** Start DATA IN THIS EXERCISE **
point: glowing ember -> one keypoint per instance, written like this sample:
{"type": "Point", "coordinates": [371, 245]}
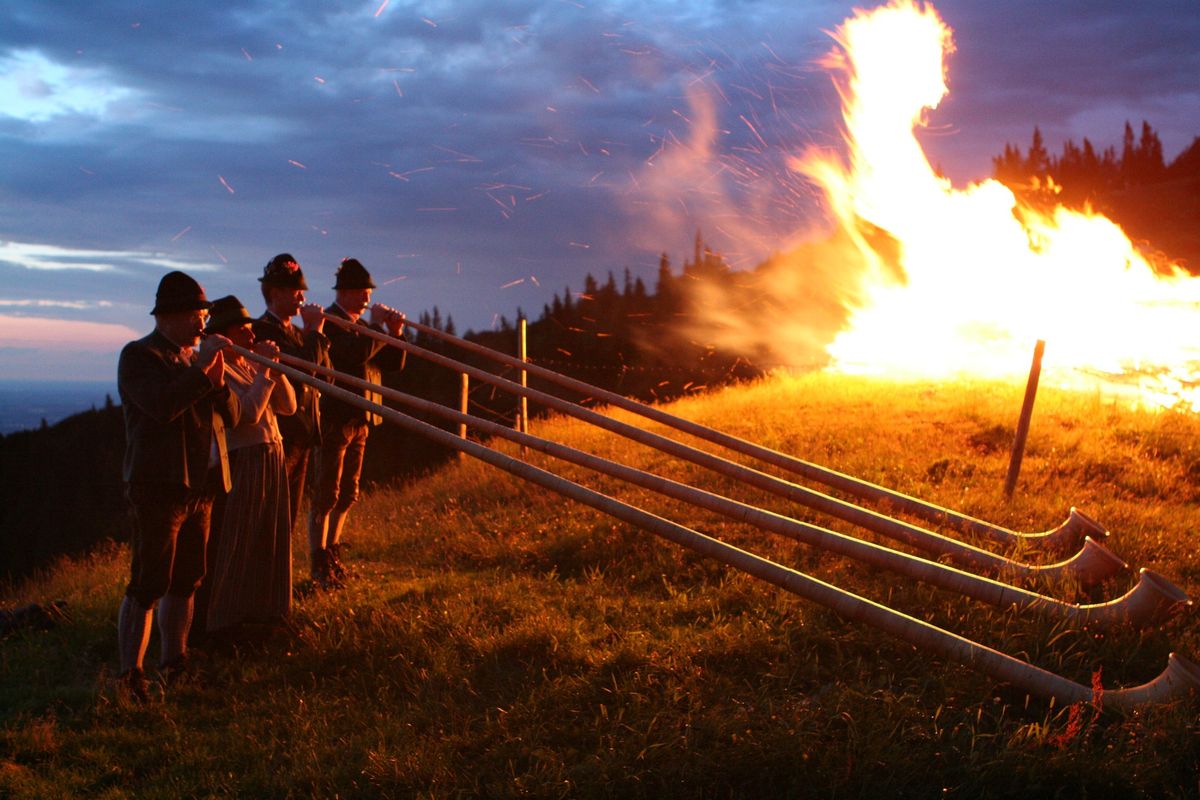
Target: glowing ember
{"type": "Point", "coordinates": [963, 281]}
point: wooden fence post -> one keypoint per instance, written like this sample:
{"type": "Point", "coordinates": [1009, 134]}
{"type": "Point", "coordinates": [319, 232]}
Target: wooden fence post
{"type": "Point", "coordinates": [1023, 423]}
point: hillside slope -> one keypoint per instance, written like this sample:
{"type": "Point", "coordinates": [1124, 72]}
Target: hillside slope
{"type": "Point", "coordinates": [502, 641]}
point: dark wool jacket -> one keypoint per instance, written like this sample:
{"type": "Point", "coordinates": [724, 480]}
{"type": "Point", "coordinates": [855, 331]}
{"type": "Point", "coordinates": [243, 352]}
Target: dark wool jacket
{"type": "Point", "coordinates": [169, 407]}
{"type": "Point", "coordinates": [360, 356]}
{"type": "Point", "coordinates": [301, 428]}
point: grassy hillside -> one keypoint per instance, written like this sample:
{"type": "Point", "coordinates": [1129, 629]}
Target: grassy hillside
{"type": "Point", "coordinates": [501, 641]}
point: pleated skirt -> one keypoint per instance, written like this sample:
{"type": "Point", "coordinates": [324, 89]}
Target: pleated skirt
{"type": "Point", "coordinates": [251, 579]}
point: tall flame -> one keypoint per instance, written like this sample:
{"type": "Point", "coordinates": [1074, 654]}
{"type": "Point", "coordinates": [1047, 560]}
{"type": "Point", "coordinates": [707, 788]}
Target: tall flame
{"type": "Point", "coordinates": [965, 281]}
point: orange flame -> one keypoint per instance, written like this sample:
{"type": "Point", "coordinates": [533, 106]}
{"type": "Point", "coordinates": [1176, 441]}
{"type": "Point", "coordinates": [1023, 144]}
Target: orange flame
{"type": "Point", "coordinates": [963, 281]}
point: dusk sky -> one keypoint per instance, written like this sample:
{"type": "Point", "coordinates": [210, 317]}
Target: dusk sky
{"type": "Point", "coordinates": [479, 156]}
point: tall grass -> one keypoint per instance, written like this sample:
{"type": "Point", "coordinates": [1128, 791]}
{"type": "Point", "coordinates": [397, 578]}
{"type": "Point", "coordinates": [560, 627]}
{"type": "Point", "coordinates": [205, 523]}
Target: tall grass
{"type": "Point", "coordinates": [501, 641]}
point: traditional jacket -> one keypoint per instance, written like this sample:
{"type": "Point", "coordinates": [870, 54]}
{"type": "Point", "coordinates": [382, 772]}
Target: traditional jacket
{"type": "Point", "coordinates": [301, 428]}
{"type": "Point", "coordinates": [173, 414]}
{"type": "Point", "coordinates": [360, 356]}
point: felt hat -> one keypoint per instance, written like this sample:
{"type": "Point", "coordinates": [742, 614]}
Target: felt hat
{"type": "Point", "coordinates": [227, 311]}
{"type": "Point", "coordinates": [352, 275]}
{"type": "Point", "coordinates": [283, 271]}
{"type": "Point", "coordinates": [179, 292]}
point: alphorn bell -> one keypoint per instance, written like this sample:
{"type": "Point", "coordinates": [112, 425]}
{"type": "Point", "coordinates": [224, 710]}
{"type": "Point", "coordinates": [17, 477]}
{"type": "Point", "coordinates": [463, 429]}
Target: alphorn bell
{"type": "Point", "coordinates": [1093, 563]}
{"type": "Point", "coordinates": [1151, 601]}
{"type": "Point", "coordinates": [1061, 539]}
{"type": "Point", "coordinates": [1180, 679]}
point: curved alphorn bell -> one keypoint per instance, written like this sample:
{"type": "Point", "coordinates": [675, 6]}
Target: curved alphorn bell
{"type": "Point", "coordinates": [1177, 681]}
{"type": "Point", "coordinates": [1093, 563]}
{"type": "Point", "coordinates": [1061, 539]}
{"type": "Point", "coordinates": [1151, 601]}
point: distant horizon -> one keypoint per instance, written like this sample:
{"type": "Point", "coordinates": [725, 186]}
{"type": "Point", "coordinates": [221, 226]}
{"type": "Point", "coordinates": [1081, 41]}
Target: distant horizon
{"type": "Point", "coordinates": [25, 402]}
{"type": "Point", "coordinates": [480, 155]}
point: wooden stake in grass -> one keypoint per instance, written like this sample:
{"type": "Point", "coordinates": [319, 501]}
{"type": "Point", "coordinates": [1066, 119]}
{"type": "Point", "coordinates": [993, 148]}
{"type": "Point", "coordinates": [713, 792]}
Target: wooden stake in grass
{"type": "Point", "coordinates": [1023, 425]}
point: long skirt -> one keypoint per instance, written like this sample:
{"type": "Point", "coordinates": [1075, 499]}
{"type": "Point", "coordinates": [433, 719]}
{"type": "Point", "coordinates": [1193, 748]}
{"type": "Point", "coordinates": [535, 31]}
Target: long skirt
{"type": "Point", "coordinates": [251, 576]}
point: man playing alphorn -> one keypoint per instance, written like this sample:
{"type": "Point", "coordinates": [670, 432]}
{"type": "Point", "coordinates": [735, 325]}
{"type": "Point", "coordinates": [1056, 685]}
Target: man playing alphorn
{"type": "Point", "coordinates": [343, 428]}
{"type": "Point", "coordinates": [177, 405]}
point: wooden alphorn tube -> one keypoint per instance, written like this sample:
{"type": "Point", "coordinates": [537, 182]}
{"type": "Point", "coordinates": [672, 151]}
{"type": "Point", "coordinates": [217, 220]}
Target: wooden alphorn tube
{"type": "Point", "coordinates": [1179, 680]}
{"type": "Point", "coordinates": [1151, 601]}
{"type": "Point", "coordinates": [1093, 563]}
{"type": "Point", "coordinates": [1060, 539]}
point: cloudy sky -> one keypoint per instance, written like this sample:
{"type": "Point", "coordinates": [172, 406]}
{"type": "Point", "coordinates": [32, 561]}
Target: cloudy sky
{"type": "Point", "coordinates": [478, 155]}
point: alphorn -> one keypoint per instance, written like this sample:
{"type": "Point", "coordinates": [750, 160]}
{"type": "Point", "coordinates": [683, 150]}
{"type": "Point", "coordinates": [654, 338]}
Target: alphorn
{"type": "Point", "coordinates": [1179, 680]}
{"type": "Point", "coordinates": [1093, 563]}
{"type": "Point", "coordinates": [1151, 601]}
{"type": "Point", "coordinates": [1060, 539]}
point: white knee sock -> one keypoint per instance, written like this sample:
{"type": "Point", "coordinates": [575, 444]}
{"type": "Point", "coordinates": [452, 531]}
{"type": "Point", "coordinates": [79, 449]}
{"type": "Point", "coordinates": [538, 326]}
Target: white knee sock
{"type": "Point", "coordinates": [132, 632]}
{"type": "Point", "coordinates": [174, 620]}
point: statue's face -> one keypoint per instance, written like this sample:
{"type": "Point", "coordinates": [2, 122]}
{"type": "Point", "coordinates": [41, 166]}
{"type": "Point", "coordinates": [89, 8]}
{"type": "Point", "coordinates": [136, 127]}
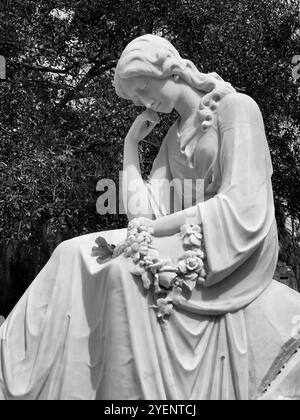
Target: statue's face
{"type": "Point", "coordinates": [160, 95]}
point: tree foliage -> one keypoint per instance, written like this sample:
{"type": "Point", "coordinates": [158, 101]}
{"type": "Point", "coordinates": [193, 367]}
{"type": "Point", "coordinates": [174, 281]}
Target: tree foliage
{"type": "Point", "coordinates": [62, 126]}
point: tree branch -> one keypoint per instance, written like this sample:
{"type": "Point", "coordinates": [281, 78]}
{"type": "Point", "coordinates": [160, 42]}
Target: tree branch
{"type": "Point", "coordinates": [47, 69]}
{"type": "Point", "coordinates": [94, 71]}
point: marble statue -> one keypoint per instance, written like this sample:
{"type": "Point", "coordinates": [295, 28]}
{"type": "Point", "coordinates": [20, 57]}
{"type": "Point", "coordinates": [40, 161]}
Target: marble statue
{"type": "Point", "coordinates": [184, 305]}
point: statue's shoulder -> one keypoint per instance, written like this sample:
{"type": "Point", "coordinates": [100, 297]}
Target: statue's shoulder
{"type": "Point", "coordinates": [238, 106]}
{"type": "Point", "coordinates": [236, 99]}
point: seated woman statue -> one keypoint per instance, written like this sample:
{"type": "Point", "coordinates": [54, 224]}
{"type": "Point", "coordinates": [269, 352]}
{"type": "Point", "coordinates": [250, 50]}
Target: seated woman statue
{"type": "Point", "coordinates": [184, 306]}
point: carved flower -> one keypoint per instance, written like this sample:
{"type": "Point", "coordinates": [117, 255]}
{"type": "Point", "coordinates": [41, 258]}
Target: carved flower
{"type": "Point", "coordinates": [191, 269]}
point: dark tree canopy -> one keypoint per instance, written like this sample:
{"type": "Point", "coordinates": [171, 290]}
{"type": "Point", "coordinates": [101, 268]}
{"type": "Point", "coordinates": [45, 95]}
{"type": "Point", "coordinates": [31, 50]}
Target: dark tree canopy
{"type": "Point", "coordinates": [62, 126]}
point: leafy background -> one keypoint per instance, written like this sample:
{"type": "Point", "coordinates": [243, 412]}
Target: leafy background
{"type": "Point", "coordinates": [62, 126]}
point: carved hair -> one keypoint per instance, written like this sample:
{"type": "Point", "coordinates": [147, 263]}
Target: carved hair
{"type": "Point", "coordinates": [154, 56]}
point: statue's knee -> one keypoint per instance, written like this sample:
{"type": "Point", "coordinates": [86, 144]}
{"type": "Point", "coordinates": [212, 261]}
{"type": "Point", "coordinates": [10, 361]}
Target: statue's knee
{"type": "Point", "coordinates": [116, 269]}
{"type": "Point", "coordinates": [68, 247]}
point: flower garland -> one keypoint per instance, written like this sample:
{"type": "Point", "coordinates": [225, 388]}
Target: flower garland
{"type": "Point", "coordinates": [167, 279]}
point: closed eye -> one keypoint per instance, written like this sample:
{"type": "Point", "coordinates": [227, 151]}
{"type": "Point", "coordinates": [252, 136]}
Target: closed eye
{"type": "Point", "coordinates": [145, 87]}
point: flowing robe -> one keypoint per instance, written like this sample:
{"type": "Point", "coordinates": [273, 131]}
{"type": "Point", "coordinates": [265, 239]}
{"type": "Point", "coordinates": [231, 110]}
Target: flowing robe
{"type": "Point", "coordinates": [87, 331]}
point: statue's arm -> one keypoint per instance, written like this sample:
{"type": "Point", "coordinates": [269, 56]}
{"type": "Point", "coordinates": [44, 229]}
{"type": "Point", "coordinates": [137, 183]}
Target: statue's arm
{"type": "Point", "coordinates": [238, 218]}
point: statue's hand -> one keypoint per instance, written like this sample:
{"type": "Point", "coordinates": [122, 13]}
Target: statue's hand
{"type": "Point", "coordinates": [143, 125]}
** End DATA IN THIS EXERCISE **
■ TASK STATEMENT: Only the lines from the one containing "point: flowing robe" to the end of the data should be printed, exactly as they stand.

■ FULL SOLUTION:
point: flowing robe -> one keypoint per instance, written like this sample:
{"type": "Point", "coordinates": [273, 131]}
{"type": "Point", "coordinates": [265, 239]}
{"type": "Point", "coordinates": [231, 110]}
Target: flowing robe
{"type": "Point", "coordinates": [87, 331]}
point: statue's arm -> one keypoint per instance, written like this sample:
{"type": "Point", "coordinates": [269, 56]}
{"type": "Point", "coordinates": [44, 229]}
{"type": "Point", "coordinates": [137, 183]}
Target: statue's arm
{"type": "Point", "coordinates": [238, 218]}
point: statue's hand -> one keypoint per instance, written like this sample:
{"type": "Point", "coordinates": [122, 13]}
Target: statue's hand
{"type": "Point", "coordinates": [143, 125]}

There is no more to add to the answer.